__DATA LISTING__:
────────────────────────────────────────
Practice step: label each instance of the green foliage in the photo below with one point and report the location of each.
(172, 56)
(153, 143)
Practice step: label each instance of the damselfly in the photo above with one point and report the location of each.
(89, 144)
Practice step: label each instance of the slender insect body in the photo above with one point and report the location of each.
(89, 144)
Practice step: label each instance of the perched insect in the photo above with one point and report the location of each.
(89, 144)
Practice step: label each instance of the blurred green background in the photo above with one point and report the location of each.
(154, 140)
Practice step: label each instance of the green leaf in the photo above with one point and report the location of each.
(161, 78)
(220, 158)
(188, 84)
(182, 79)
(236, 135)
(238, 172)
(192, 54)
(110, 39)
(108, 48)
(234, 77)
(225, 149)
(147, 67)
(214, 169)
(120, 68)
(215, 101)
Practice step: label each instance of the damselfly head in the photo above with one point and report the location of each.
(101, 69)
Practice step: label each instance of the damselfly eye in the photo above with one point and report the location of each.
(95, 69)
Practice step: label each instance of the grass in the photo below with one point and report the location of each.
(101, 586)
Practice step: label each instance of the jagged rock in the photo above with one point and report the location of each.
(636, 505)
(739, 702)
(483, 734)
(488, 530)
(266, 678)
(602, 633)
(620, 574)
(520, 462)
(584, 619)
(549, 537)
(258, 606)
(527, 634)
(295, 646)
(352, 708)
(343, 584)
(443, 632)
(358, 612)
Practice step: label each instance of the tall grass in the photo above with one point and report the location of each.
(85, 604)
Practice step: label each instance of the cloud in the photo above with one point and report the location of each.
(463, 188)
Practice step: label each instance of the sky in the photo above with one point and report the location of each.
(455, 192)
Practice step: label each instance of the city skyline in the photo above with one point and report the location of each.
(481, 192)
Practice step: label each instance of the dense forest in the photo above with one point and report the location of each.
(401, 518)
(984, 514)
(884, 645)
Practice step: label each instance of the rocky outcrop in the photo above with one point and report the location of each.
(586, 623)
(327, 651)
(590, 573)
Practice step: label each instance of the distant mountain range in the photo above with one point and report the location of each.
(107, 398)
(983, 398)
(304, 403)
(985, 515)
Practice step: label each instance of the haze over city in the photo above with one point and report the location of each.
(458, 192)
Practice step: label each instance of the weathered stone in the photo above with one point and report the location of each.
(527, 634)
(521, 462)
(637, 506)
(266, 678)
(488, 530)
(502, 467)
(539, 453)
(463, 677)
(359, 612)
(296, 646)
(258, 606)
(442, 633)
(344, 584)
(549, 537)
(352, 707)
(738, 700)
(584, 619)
────────────────────────────────────────
__EXERCISE GOAL__:
What you return must match the data word for word.

__ANSWER TO THE EXERCISE__:
Practice step: label each instance of the green foliage in the photo below with one point and report the location of each.
(172, 56)
(153, 143)
Practice step: label each instance of the damselfly in the photo above with one point and report the location of each.
(89, 144)
Practice step: label each instance of the slender insect body in the photo above with one point and report the location of each.
(89, 144)
Practice step: label each instance of the perched insect in the photo above with one point and report the location of each.
(89, 144)
Practice step: label each instance of the blurred green background in the photo above with one point and report the location of each.
(154, 140)
Practice step: label each instance of the green leaf in the photo above with one point and report the location of each.
(161, 78)
(220, 158)
(188, 84)
(182, 79)
(236, 135)
(238, 172)
(192, 54)
(110, 39)
(108, 48)
(234, 77)
(225, 149)
(147, 67)
(214, 169)
(120, 68)
(215, 101)
Practice step: label each instance of the damselfly head in the photo above with one point and report the location of each.
(101, 69)
Practice step: label each instance of the damselfly eye in the photo above with one point and report the location of each.
(95, 69)
Practice step: label each instance of the grass in the photo below with one point and report the location of each.
(101, 586)
Practice step: label each instance of the jagged rock in the photo above with one point and report the location of each.
(636, 505)
(739, 702)
(483, 734)
(488, 530)
(266, 678)
(602, 633)
(620, 574)
(520, 462)
(584, 619)
(549, 537)
(258, 606)
(527, 634)
(295, 646)
(352, 708)
(343, 584)
(443, 632)
(358, 612)
Practice step: label each instance of the tall grass in the photo above with one point and report the location of each.
(85, 604)
Practice step: label each instance of the cloud in the photo above with one point and report the location of each.
(463, 188)
Practice step: label each instance of the sky in the photo above with one point and report the location of each.
(455, 192)
Practice step: label each instance of the city skyline in the photo above with one point and report the location of each.
(481, 192)
Practice step: label each instance of the dense forest in the photo above with one point and report the location of each.
(401, 518)
(984, 514)
(884, 645)
Practice step: label each instance of the rocky outcrop in the photo above with one point and report the location of each.
(586, 623)
(327, 651)
(590, 573)
Practice step: label each instance of the distant mountain range in the photo above with one point and report the location of each.
(107, 398)
(983, 398)
(304, 403)
(985, 515)
Practice step: label each instance of the haze over city in the photo above with one point and report the location of each.
(458, 192)
Practice step: label each instance of the weathered stone in the photo above with one point and report the location of each.
(527, 634)
(521, 462)
(637, 506)
(266, 678)
(488, 530)
(502, 467)
(539, 453)
(463, 677)
(359, 612)
(296, 646)
(258, 606)
(442, 633)
(344, 584)
(549, 537)
(352, 707)
(738, 700)
(584, 619)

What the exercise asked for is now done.